### What the exercise asks:
Count the lines in the items below that contain the string "every", treating case as significant. Reply with the number alone.
— Start of Raw records —
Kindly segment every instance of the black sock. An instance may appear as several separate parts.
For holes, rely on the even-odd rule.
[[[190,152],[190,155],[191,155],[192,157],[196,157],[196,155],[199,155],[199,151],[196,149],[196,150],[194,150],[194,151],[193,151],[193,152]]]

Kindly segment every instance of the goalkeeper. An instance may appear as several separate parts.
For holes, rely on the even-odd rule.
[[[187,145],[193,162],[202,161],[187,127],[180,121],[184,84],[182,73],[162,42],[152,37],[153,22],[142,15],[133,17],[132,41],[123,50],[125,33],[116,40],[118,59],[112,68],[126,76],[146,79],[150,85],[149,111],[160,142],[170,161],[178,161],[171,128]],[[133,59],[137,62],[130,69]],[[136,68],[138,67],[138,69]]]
— End of Raw records —
— Start of Raw records —
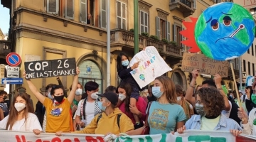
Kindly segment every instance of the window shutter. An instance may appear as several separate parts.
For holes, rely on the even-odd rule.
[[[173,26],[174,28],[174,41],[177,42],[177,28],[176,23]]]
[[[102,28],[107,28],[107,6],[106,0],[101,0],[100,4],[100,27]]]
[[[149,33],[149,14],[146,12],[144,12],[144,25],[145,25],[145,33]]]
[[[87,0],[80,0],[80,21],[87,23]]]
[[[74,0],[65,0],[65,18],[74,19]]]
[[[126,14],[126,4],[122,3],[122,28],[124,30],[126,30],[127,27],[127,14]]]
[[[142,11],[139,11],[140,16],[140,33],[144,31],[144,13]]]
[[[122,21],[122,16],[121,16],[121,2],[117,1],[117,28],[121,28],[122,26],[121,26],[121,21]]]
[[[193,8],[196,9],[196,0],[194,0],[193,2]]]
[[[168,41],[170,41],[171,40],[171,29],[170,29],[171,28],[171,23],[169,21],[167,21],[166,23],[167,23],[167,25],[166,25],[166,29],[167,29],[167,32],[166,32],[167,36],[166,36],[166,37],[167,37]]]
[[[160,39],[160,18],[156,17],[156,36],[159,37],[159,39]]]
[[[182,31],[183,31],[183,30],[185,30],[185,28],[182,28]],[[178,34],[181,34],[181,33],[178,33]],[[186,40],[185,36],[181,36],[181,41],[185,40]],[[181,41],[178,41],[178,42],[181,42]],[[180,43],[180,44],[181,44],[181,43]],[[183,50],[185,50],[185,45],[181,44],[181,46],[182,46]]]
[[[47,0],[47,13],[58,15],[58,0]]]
— End of Raw records —
### Answer for this exercise:
3